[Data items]
+++++

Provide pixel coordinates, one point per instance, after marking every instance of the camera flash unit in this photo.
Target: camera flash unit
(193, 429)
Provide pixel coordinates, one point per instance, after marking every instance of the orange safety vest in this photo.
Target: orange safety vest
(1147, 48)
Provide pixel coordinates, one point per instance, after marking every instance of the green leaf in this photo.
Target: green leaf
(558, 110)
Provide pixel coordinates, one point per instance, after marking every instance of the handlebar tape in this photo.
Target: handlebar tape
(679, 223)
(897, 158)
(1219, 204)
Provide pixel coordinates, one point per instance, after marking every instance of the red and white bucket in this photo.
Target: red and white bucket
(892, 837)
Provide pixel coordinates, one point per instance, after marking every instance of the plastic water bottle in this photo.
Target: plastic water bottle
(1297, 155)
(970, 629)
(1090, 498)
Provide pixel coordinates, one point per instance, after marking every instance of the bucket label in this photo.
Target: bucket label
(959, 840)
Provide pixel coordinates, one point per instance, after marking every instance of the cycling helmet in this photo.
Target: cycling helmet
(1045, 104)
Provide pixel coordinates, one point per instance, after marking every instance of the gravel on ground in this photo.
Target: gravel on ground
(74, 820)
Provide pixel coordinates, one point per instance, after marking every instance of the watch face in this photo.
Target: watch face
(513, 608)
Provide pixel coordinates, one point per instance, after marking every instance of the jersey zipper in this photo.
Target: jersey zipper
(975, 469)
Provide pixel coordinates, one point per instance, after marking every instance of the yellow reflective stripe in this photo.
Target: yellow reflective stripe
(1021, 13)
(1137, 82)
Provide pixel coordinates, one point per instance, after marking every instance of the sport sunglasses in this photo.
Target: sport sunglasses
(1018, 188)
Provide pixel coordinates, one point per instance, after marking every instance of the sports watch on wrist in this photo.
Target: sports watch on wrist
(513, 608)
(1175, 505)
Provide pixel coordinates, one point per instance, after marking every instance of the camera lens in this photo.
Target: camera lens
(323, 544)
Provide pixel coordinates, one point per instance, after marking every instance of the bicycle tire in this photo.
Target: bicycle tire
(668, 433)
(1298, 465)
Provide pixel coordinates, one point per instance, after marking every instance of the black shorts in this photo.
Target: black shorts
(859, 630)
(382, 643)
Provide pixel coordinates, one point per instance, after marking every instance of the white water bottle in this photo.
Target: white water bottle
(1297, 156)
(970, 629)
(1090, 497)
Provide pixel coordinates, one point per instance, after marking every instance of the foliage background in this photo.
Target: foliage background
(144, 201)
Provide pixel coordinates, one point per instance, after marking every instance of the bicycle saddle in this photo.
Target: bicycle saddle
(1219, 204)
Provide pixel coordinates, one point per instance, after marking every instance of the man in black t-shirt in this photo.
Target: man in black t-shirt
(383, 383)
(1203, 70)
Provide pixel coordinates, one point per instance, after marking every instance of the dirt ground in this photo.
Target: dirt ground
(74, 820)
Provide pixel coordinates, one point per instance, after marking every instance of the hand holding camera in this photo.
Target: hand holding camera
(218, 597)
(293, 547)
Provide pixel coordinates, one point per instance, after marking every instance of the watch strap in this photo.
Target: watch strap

+++++

EXERCISE REQUIREMENTS:
Return a word-for-word copy of the lines above from the one holding "sunglasses in this photo." through the one holding "camera in this photo.", with both of them included and nothing besides.

OUTPUT:
Provide pixel coordinates, one point per instance, after marking every instance of the sport sunglasses in this photo.
Target: sport sunglasses
(1018, 188)
Provide pixel coordinates, one point per instance, after marking every instance of the sports watch on wrist in this photo.
Target: sports watch on wrist
(513, 608)
(1175, 505)
Provide pixel coordinates, one point per instance, after marking every instance of the camera lens in this photo.
Target: camera lens
(323, 544)
Provide pixel coordinates, one point per instance, after marking every instance of the bicycle tire in this photo.
Target: bicycle tire
(668, 433)
(1298, 465)
Provide pixel coordinates, one point per instance, after marking every instance of the black shorts in this photo.
Target: black shorts
(859, 630)
(382, 643)
Provide pixel coordinates, one point per instance, after marking every instance of the white water bottle in this photo.
Target: white water bottle
(1297, 156)
(970, 629)
(1090, 497)
Provide pixel coordinates, one point per instance, after marking every instance of the foliage background in this photo.
Target: foliage background
(144, 201)
Provide pixel coordinates, one point per instance, after marking every instance of the bicycle saddle in this photo.
Target: bicycle saddle
(1219, 204)
Provide pixel coordinates, one point per instance, after marking every instance of the man in black t-shirt in this photo.
Target: man in black t-shirt
(383, 383)
(1203, 70)
Provide pixel coordinates, one point per instance, after marking every instance of the dirt ground in this photo.
Target: dirt ground
(74, 820)
Provide pixel coordinates, one point per instance, after marking every instance of the hand holding camera in this photo.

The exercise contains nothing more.